ASSIGNED TASK -
Can you echo the rows word for word from their very beginning through the line containing "392L33 390L34 400H47L41", including that line, with the pictures left out?

SOURCE INFORMATION -
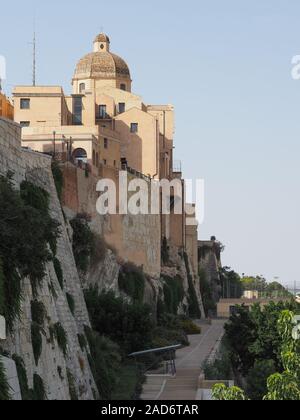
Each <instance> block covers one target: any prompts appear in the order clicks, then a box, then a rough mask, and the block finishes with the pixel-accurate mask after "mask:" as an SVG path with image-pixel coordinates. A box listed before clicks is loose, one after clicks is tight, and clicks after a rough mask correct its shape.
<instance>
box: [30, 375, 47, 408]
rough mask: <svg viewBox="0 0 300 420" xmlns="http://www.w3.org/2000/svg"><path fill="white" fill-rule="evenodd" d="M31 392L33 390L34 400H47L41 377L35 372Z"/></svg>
mask: <svg viewBox="0 0 300 420" xmlns="http://www.w3.org/2000/svg"><path fill="white" fill-rule="evenodd" d="M33 392H34V400H36V401H44V400H47V394H46V390H45V385H44V382H43V380H42V378H41V377H40V376H39V375H37V374H36V373H35V374H34V376H33Z"/></svg>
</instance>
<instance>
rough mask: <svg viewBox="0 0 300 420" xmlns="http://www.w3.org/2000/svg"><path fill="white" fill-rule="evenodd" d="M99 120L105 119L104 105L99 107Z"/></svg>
mask: <svg viewBox="0 0 300 420" xmlns="http://www.w3.org/2000/svg"><path fill="white" fill-rule="evenodd" d="M99 118H101V119H102V120H103V119H105V118H107V112H106V105H99Z"/></svg>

RESPONSE AREA -
Each <instance> block covers one target: any prompts appear in the order clicks, then a box, then a rough mask, and the block finishes with the pixel-accurate mask after "mask:" as an SVG path with image-pixel coordinates. A box listed before clicks is loose, one after clicks is tight, and clicks after a rough mask correct its shape.
<instance>
box: [30, 375, 47, 408]
rough mask: <svg viewBox="0 0 300 420" xmlns="http://www.w3.org/2000/svg"><path fill="white" fill-rule="evenodd" d="M31 392L33 390L34 400H47L41 377L35 372Z"/></svg>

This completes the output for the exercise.